The method for manufacturing an electrolytic copper foil may manufacture a low-roughness copper foil which has a thin thickness, high mechanical strength, and high elongation by including additives of new composition. The copper electrolyte may include chlorine (chlorine ion) having a concentration of 1 to 40 ppm. Since a small amount of chlorine ion is present in the copper electrolyte, the number of nucleation sites is increased at the initial time of the electroplating and thus a crystal grain is fine to suppress crystal growth at the time of heating precipitates of CuCl2, which are formed at an interface of the grain boundary, at high temperature, thereby improving thermal stability at high temperature. When the concentration of chlorine ion is less than 1 ppm, the concentration of chlorine ion required in a sulfuric acid-copper sulfate electrolyte is insufficient, such that the tensile strength before the heat treatment may be reduced and the thermal stability at high temperature may be reduced. When the concentration of chlorine ion exceeds 40 ppm, the surface roughness of the matte side rises, and as a result, it is difficult to manufacture the low-roughness electrolytic copper foil, and therefore the tensile strength before the heat treatment may be reduced, and the thermal stability at high temperature may be reduced.


In the copper electrolyte, a content of the additive A may range from 1 to 10 ppm, a content of the additive B may range from 10 to 200 ppm, a content of the additive C may range from 5 to 40 ppm, and a content of the additive D may range from 1 to 10 ppm.


In the copper electrolyte, the additive A may improve manufacturing stabilization of the electrolytic copper foil and improve the strength of the electrolytic copper foil. When a content of the additive A is less than 1 ppm, the tensile strength of the electrolytic copper foil may be reduced and when a content of the additive A exceeds 10 ppm, the surface roughness of the matte side rises and thus it is difficult to manufacture the low-roughness electrolytic copper foil and the tensile strength of the electrolytic copper foil may be reduced.


In the copper electrolyte, the additive B may improve the surface gloss of the electrolytic copper foil. When a content of the additive B is less than 10 ppm, the gloss of the electrolytic copper foil may be reduced and when a content of the additive B exceeds 20 ppm, the surface roughness of the matte side rises and thus it is difficult to manufacture the low-roughness electrolytic copper foil and the tensile strength of the electrolytic copper foil may be reduced.


In the copper electrolyte, the additive C lowers the surface roughness of the electrolytic copper foil and the surface gloss thereof may be improved. When a content of the additive C is less than 5 ppm, the surface roughness of the matte side rises, and thus it is difficult to manufacture the low-roughness electrolytic copper foil and the gloss of the electrolytic copper foil may be reduced and when a content of the additive C exceeds 40 ppm, physical properties or appearance of the electrolytic copper foil may not almost be changed and a content of the additive C exceeding 40 ppm may be non-economic.

▶ **Given information**:
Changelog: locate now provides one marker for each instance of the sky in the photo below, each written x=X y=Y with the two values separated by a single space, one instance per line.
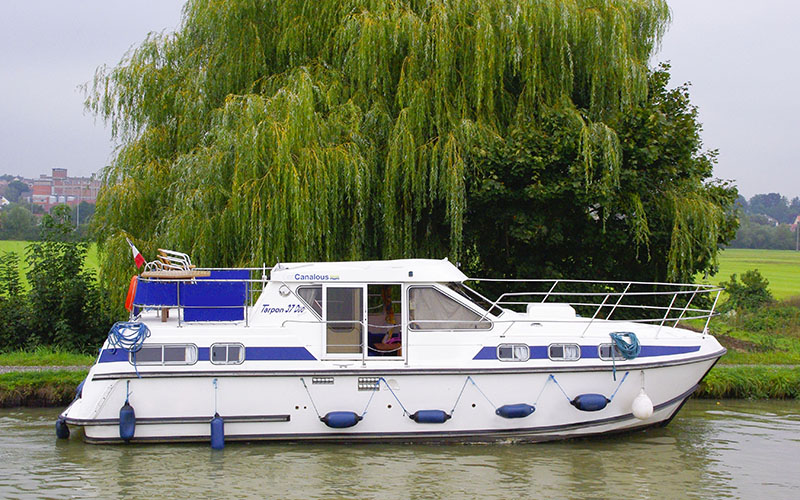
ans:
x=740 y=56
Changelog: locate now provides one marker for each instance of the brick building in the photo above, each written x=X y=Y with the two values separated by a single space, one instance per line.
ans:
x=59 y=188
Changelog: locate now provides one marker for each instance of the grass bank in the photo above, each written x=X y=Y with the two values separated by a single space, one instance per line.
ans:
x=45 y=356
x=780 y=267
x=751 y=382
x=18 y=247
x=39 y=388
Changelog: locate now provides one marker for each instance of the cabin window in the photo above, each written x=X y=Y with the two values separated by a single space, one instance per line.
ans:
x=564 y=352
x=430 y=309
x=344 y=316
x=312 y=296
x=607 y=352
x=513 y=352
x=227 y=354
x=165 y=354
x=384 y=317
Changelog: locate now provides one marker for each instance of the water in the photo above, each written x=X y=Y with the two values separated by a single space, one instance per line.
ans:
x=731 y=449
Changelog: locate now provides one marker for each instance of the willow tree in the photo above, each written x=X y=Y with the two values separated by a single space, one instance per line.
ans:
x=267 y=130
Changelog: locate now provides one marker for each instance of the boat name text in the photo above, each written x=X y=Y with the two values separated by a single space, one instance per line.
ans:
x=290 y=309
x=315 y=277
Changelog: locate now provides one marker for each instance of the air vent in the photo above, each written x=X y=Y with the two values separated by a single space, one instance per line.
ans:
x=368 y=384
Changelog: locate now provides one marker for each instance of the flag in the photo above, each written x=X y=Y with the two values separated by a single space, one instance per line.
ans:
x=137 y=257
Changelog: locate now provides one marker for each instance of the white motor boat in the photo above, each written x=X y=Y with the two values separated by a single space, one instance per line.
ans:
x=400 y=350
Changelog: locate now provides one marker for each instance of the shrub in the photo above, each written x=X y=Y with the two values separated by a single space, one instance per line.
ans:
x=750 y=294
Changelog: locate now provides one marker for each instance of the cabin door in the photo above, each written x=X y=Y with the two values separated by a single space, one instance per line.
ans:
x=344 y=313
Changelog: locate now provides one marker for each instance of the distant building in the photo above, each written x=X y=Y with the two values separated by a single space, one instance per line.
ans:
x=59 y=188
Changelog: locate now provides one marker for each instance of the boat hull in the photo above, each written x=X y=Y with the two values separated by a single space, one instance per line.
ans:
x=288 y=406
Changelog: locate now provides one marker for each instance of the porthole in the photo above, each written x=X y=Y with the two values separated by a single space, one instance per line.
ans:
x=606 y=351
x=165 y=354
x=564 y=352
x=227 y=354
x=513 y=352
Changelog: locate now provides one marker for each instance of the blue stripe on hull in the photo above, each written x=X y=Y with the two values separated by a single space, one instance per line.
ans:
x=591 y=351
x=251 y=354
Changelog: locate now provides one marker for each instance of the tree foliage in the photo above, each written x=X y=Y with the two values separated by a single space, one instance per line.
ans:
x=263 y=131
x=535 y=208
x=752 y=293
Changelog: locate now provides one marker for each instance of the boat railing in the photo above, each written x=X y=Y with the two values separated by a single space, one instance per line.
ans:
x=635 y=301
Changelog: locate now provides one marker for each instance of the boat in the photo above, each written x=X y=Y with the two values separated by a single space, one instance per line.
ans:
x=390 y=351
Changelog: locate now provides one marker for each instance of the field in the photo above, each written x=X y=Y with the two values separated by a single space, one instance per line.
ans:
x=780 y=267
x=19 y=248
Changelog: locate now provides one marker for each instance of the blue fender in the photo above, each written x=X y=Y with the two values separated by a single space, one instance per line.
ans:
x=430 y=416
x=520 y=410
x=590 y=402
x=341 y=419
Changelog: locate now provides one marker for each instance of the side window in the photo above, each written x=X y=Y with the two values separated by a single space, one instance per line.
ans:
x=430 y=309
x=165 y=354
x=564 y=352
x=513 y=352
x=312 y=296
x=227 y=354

▶ **To do**:
A) Transcribe the part of the copper foil passage starting with "In the copper electrolyte, the additive C" and going on through "may be non-economic.".
B) In the listing, repeat word for word the lines starting with the line with "the boat railing" and going on through the line with "x=635 y=301".
The copper foil passage and the listing have nothing to do with each other.

▶ **Written responses**:
A)
In the copper electrolyte, the additive C lowers the surface roughness of the electrolytic copper foil and the surface gloss thereof may be improved. When a content of the additive C is less than 5 ppm, the surface roughness of the matte side rises, and thus it is difficult to manufacture the low-roughness electrolytic copper foil and the gloss of the electrolytic copper foil may be reduced and when a content of the additive C exceeds 40 ppm, physical properties or appearance of the electrolytic copper foil may not almost be changed and a content of the additive C exceeding 40 ppm may be non-economic.

B)
Changelog: locate now provides one marker for each instance of the boat railing in the photo above, each written x=X y=Y with the two values separated by a single space, one instance per line.
ans:
x=635 y=301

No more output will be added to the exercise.